Extract:
★ ★ ★ ★

I had some cleaning up to do this morning so I tuned in to the Oxide and Friends podcast. I chose the episode "Are LLMs Insufficiently Lazy". I haven't finished the episode (or my cleaning) because it led to a post by Bryan Cantrill called "The peril of laziness lost" (quick and worth a read).
One sentence that really struck a chord with me in that post is: "Left unchecked, LLMs will make systems larger, not better". Oh how true that is! I've been saying the past few months that in the best case LLMs keep a code base's health the same. In the normal case they make it worse. A larger system is often worse than a smaller system. Certainly worse than a smaller system with the same feature set.
I've been searching for what to call the code LLMs generate. Recently I've used "industrial programming". While writing this post I thought of calling it the "supersize era". I think I've settled on "McMansion Programs". That sums up my feelings as simply as possible. If I were an LLM I'd use all of these metaphors interchangeably throughout this post and probably dash in a few more along the way;)
We seem to be fully immersed in a moment in software where we need more "stuff". Burn more tokens. Write more lines of code. Ship more features. IPO for a trillion dollars. Who cares if it's better.

★ ★ ★ ★

Task item A:
Shorten the paragraph of the post about LLM-generated code that begins "One sentence that really struck a chord" while keeping its main points.
Task item B:
Carry the post about LLM-generated code on from its last sentence, "Who cares if it's better."
The lines after the post about LLM-generated code are separate material.

Source data:

★ ★ ★ ★

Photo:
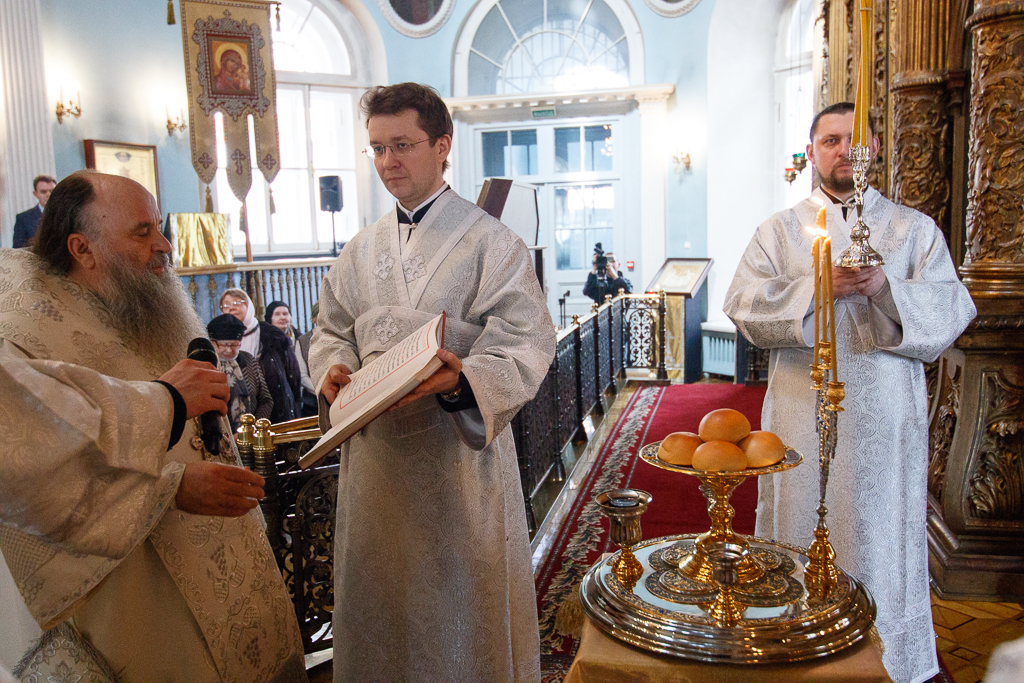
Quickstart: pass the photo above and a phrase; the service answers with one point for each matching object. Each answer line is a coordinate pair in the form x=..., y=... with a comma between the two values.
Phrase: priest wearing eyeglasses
x=432, y=562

★ ★ ★ ★

Exercise answer A:
The line from that post that hit home for me was "Left unchecked, LLMs will make systems larger, not better." For months I've said that LLMs at best keep a code base's health the same and usually make it worse. A larger system is often worse than a smaller one, and certainly worse than a smaller one with the same features.

Exercise answer B:
What we seem to be lacking in all of this is taste. A quip I learned from my older sister which I've repeated many times is "money can't buy taste". McMansions are the USA's greatest call to this saying. Humongous homes. Sloppily built. Filled with junk. Expensive to maintain. They give off the appearance of great wealth. But, take another look or use one of the flimsy door knobs in the home and the shine will be gone.
The programs LLMs build tend to fall in this style. We use a lot of tokens and write a lot of code. It doesn't mean it is any good. The abstractions get mixed up just like the mish-mash of architectural styles in McMansions. Likewise, we create humungous features but aren't exactly sure who the user is. I washed windows in high school and I worked in many McMansions where I was sure the last person to be in the ornate sitting room I was in was the previous window washer. In addition, these McMansion Programs "safely" handle every little error by logging and continuing on as if nothing is wrong. Akin to the sterile miles of grass where hardly a bee can survive in McMansion neighborhoods. These programs have a lot to them but very little taste.
The best antidote I've seen is to be more careful in the review phase. Take another pass at honing your code. The first pass we used to make as humans wasn't good enough. Likewise, the first pass the LLM makes isn't good enough. In 1983 Stephen Johnson and Brian Kernighan said "first make it work, then make it right, and, finally, make it fast". In the same year Butler Lampson said "Plan to throw one away". With LLMs we gained a new tool. A very powerful and sharp tool. But, just a new tool. Old wisdom still applies. Making a version and throwing it away is now easier, and it is just as important as ever. I want to caveat that with not being stuck in a "rapid prototyping" phase forever. Eventually a version needs to be committed to and then the hard work of refining it begins.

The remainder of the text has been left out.